GIVEN TASK:
Swap every "thumb" for "index finger" in the items that follow, keeping all other text the same. Reproduce the items without the pictures.

+++ ENTRIES SUPPLIED

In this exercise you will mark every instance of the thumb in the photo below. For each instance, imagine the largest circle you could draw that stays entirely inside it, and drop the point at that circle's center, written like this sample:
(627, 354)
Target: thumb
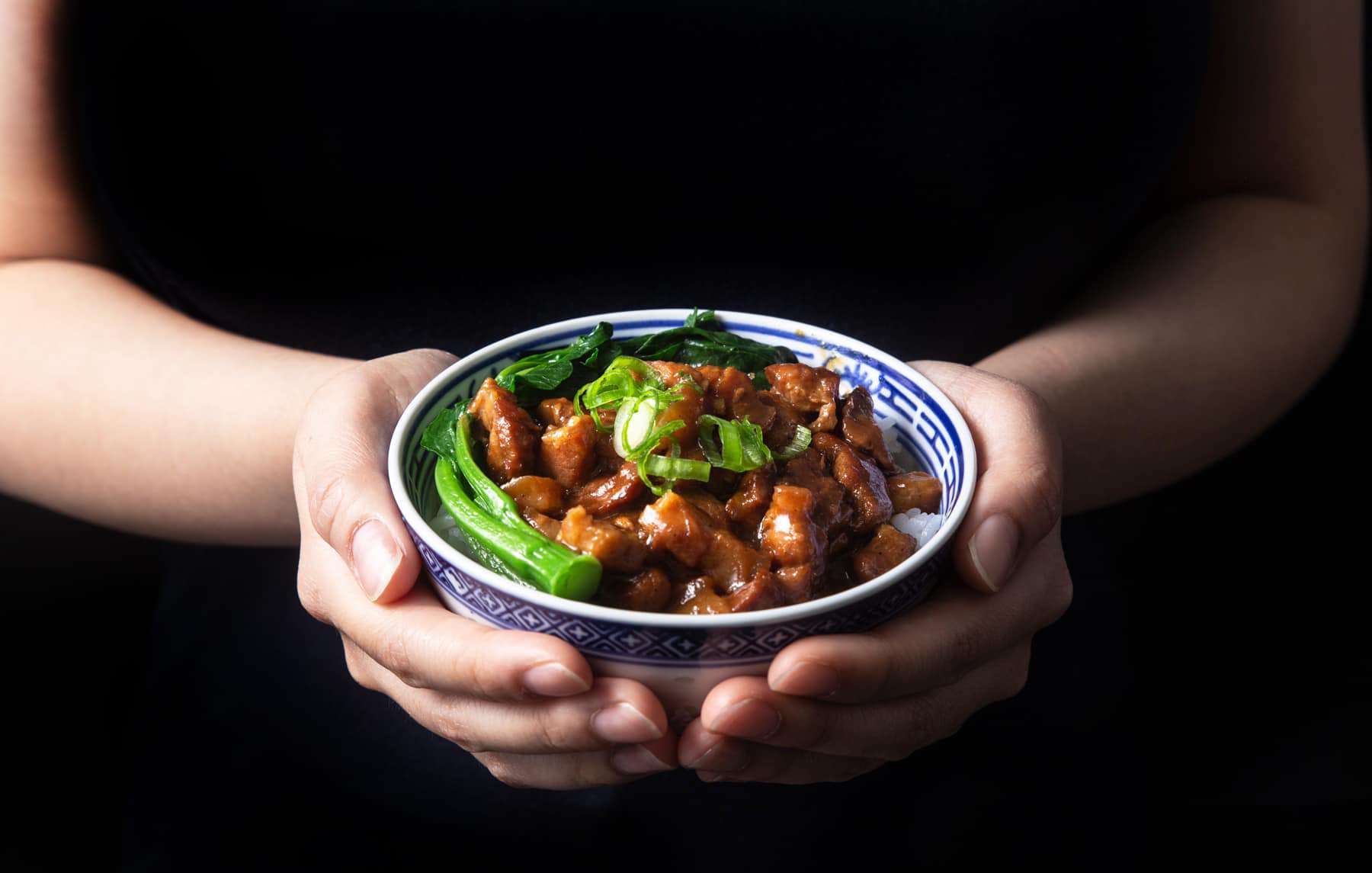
(1018, 497)
(343, 493)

++++++

TASK SOLUTION:
In this exercise you will mark every instance of the index finger in the photo below. For each instance, imagine the largest circle you could draw that stays entirely inside it, and drop the point at that circle's center, written like this sample:
(627, 354)
Target: index finger
(1018, 497)
(343, 493)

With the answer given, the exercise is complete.